● What is being asked
Work through the data below line by line and say how many lines hold "settee"; give only the number.

START Recorded data

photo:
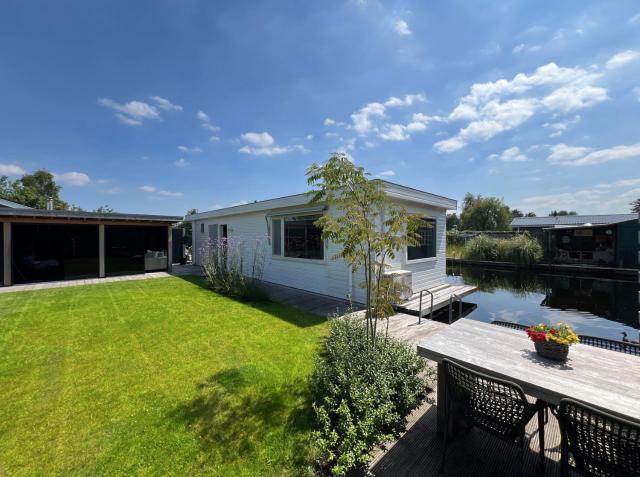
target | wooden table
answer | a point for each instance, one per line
(602, 378)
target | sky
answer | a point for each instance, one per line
(163, 106)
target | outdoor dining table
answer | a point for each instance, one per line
(602, 378)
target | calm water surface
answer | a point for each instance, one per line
(592, 306)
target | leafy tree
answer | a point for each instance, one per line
(516, 213)
(33, 190)
(484, 213)
(561, 213)
(453, 221)
(369, 228)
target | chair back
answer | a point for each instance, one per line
(491, 404)
(509, 324)
(613, 345)
(600, 444)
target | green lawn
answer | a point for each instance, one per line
(153, 377)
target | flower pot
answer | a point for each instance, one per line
(551, 350)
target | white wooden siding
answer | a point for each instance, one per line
(328, 277)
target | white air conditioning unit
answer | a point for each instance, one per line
(404, 280)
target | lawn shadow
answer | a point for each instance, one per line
(290, 312)
(236, 419)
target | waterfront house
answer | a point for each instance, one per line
(298, 257)
(605, 240)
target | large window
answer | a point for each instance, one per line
(302, 239)
(427, 242)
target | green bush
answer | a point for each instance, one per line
(362, 394)
(523, 250)
(481, 248)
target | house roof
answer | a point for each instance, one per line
(564, 220)
(11, 205)
(393, 190)
(65, 215)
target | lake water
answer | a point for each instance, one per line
(592, 306)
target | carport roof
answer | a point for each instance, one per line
(65, 215)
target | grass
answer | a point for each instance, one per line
(153, 377)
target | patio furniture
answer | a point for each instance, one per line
(592, 375)
(613, 345)
(599, 443)
(493, 405)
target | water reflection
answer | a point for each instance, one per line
(592, 306)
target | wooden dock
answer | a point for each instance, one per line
(442, 296)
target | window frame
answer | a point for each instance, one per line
(283, 218)
(433, 258)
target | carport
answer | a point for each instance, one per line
(50, 245)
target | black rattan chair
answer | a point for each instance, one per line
(613, 345)
(599, 443)
(508, 324)
(493, 405)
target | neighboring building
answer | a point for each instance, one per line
(298, 257)
(46, 245)
(7, 204)
(606, 240)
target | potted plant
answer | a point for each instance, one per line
(552, 341)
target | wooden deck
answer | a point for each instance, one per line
(441, 296)
(417, 452)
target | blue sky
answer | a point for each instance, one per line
(161, 106)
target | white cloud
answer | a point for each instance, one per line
(525, 48)
(154, 190)
(165, 104)
(206, 122)
(490, 108)
(132, 113)
(408, 100)
(167, 193)
(191, 150)
(202, 116)
(561, 126)
(263, 144)
(584, 156)
(402, 28)
(262, 139)
(620, 59)
(362, 119)
(210, 127)
(511, 154)
(73, 178)
(11, 170)
(395, 132)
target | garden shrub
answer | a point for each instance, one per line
(363, 391)
(481, 248)
(226, 273)
(523, 250)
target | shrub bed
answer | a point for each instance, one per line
(363, 391)
(523, 250)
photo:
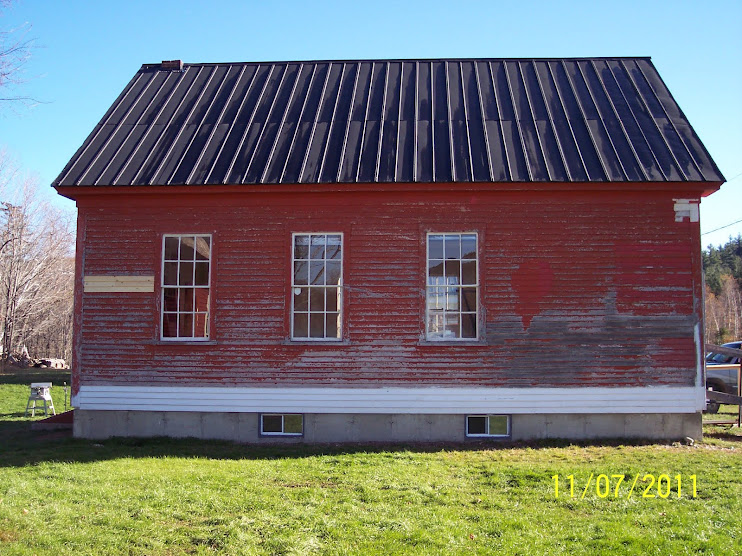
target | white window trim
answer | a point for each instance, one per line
(283, 424)
(428, 336)
(486, 417)
(181, 339)
(340, 286)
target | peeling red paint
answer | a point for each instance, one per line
(609, 275)
(532, 283)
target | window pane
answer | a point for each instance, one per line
(332, 299)
(317, 325)
(203, 248)
(468, 246)
(201, 325)
(436, 299)
(170, 299)
(272, 423)
(476, 425)
(171, 248)
(186, 249)
(435, 247)
(334, 247)
(316, 299)
(469, 299)
(317, 273)
(293, 424)
(317, 250)
(202, 300)
(435, 271)
(170, 274)
(469, 272)
(333, 330)
(301, 247)
(301, 299)
(435, 323)
(170, 325)
(498, 425)
(333, 272)
(469, 325)
(453, 247)
(452, 325)
(185, 326)
(453, 271)
(185, 274)
(301, 325)
(186, 300)
(452, 299)
(202, 274)
(301, 272)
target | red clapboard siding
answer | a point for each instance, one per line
(577, 289)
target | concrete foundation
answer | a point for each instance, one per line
(332, 428)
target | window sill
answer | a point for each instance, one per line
(184, 342)
(468, 342)
(302, 342)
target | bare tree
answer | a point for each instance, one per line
(36, 273)
(15, 50)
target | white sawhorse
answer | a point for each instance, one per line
(40, 393)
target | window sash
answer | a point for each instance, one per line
(317, 286)
(185, 284)
(282, 424)
(452, 286)
(493, 426)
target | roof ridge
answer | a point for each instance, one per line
(394, 60)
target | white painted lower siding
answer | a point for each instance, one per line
(422, 400)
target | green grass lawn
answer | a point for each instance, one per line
(60, 495)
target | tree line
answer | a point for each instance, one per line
(37, 264)
(723, 270)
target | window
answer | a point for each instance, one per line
(487, 425)
(186, 270)
(282, 424)
(452, 287)
(317, 287)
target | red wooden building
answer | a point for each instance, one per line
(390, 250)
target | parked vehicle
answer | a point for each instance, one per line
(721, 373)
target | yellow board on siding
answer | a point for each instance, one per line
(119, 284)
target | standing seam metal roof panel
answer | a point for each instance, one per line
(460, 120)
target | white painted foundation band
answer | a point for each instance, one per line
(420, 400)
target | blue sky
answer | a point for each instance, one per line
(87, 51)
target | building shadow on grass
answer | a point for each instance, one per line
(28, 447)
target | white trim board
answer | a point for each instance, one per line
(421, 400)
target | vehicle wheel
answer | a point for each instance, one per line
(713, 407)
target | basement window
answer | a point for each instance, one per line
(488, 425)
(186, 279)
(452, 287)
(281, 424)
(317, 286)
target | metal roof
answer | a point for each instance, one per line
(458, 120)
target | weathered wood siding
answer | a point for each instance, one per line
(577, 289)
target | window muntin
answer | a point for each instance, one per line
(452, 287)
(316, 286)
(186, 287)
(281, 424)
(487, 425)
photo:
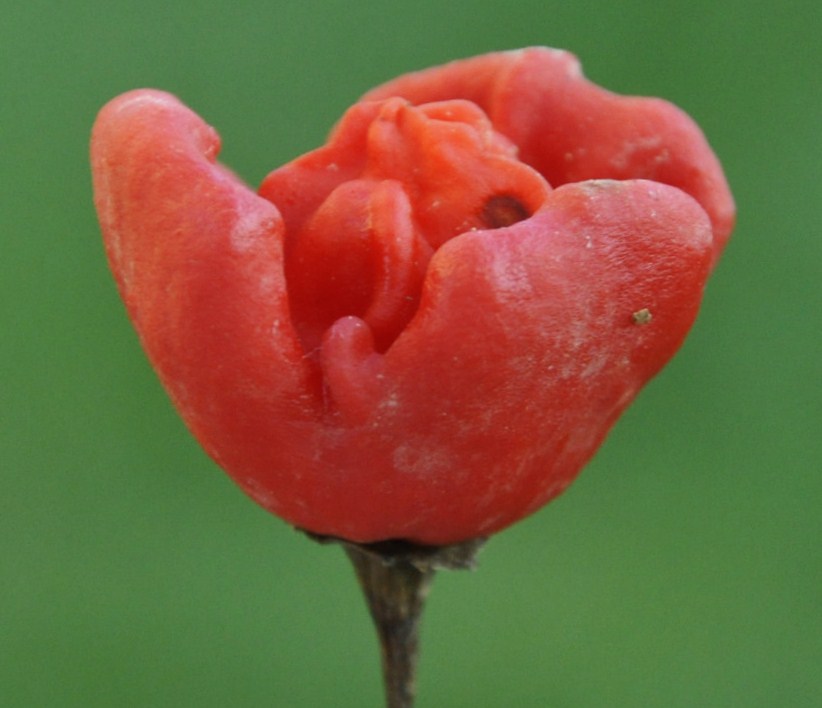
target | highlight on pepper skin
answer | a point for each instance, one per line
(425, 328)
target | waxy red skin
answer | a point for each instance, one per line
(357, 346)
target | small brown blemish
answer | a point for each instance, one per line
(503, 210)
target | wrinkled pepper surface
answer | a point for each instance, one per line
(424, 329)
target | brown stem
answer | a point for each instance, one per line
(395, 593)
(395, 577)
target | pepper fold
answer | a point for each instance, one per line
(424, 329)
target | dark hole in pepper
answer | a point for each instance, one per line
(503, 210)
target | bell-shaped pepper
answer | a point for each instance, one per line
(425, 328)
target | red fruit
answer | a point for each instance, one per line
(424, 329)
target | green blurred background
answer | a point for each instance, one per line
(682, 569)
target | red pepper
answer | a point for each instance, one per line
(425, 328)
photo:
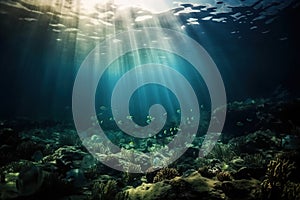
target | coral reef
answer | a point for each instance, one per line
(104, 191)
(165, 174)
(277, 176)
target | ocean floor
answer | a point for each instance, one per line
(257, 157)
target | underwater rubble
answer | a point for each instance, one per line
(257, 157)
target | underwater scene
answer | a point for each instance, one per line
(149, 100)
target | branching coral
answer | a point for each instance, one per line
(224, 176)
(165, 174)
(223, 152)
(104, 191)
(278, 173)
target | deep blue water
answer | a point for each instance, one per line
(38, 68)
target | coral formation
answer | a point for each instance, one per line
(165, 174)
(277, 176)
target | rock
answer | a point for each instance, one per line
(29, 181)
(191, 187)
(241, 189)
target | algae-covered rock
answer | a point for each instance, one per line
(191, 187)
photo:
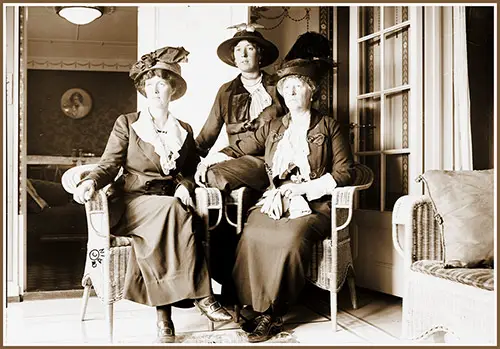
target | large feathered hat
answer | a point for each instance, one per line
(309, 56)
(166, 58)
(269, 51)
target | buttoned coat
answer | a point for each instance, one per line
(231, 107)
(166, 264)
(329, 150)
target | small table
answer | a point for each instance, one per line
(58, 162)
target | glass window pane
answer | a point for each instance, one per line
(396, 179)
(369, 199)
(394, 15)
(396, 121)
(396, 58)
(369, 66)
(369, 124)
(369, 20)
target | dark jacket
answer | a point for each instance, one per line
(329, 150)
(140, 162)
(232, 107)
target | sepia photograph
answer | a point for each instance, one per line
(232, 174)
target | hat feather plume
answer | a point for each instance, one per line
(309, 45)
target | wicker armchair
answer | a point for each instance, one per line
(107, 255)
(327, 263)
(458, 301)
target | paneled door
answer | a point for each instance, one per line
(385, 131)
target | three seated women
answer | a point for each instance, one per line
(305, 156)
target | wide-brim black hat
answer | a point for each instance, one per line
(309, 56)
(315, 69)
(269, 51)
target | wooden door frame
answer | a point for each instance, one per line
(15, 152)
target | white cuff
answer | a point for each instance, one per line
(215, 158)
(321, 186)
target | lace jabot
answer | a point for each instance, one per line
(259, 95)
(166, 143)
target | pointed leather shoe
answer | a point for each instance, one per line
(166, 332)
(212, 309)
(266, 328)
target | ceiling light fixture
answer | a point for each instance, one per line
(81, 15)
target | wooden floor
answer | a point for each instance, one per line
(56, 321)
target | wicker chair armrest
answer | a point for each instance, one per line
(415, 217)
(343, 197)
(209, 199)
(74, 175)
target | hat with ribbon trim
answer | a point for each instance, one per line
(166, 58)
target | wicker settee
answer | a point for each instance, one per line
(457, 301)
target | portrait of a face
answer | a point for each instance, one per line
(76, 103)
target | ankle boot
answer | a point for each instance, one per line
(165, 326)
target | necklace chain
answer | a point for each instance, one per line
(157, 131)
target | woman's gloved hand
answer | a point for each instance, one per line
(84, 191)
(183, 194)
(272, 204)
(200, 177)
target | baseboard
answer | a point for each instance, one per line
(41, 295)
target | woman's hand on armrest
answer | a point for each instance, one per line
(183, 194)
(200, 176)
(313, 189)
(84, 191)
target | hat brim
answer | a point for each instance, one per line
(316, 70)
(180, 83)
(269, 54)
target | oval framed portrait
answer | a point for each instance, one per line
(76, 103)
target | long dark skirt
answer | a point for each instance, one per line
(248, 171)
(273, 256)
(167, 264)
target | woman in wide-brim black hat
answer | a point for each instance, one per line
(306, 156)
(158, 155)
(242, 105)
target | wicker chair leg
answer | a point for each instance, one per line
(352, 289)
(85, 299)
(333, 309)
(237, 311)
(109, 321)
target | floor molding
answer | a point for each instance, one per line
(41, 295)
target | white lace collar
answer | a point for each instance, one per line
(166, 145)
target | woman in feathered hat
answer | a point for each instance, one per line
(158, 155)
(306, 156)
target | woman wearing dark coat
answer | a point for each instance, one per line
(306, 156)
(158, 155)
(243, 105)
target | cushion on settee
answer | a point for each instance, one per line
(477, 277)
(463, 201)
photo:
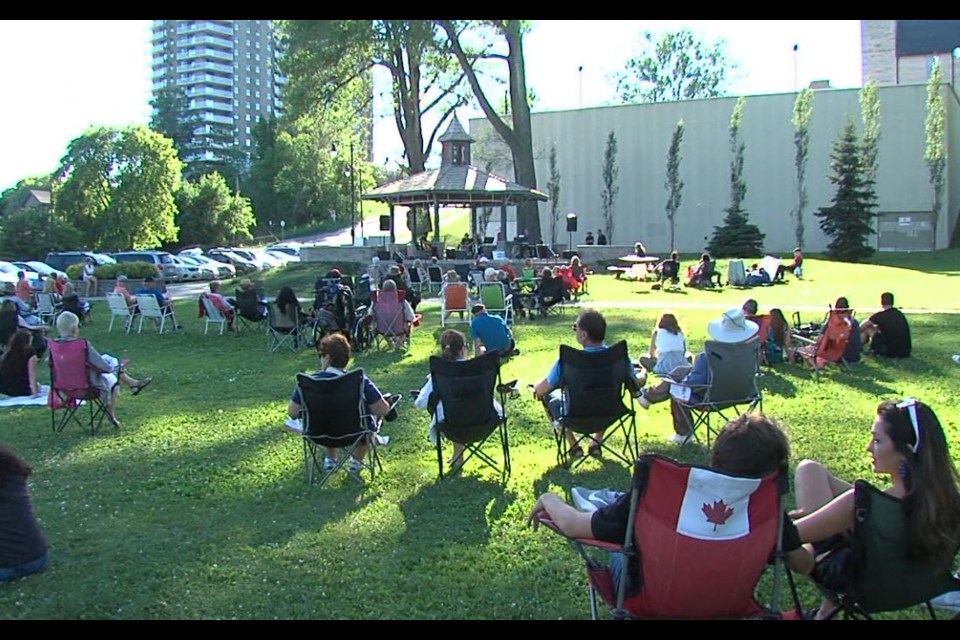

END Recorded data

● Written reply
2